● **Stated task**
Convert the lines from the one containing "it for d-ring" through the end of the items, inclusive, into a JSON list of strings with one string per line and no blank lines.

━━━━━━━━

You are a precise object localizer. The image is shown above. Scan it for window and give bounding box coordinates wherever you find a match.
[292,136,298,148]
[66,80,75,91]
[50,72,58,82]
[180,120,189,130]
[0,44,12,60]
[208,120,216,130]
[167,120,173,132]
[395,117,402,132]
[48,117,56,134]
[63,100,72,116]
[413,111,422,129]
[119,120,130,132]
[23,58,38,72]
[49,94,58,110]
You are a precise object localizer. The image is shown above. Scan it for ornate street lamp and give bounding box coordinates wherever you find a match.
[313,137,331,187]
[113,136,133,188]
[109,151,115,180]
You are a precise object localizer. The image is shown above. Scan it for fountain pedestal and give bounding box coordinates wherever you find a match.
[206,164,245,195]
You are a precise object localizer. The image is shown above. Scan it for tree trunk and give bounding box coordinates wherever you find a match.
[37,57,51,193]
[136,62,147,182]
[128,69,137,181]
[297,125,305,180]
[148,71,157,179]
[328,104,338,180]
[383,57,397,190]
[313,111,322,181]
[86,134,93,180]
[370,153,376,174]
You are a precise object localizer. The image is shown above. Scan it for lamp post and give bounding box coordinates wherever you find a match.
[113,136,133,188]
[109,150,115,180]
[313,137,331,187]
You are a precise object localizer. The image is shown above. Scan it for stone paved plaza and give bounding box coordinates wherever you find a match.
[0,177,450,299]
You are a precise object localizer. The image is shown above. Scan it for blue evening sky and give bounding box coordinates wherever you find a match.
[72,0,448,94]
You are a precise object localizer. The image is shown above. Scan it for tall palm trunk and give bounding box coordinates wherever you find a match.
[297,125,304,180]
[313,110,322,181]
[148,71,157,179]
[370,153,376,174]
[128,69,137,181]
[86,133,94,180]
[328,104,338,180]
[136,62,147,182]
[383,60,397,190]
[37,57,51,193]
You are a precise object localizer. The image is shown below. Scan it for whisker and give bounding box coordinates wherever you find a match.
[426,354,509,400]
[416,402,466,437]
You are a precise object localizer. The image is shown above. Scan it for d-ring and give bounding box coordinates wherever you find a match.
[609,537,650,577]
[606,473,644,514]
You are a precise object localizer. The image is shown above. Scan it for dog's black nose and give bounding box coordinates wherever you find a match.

━━━━━━━━

● **Output for this task**
[
  "You are a precise object localizer. The image is shown above. Scan it for d-ring and give bounding box coordinates wherever you find a match.",
  "[609,537,650,577]",
  "[606,473,644,514]",
  "You are a precise object localizer. The image is shown above. Scan it for dog's black nose and give bounding box coordinates wherever you find a match."
]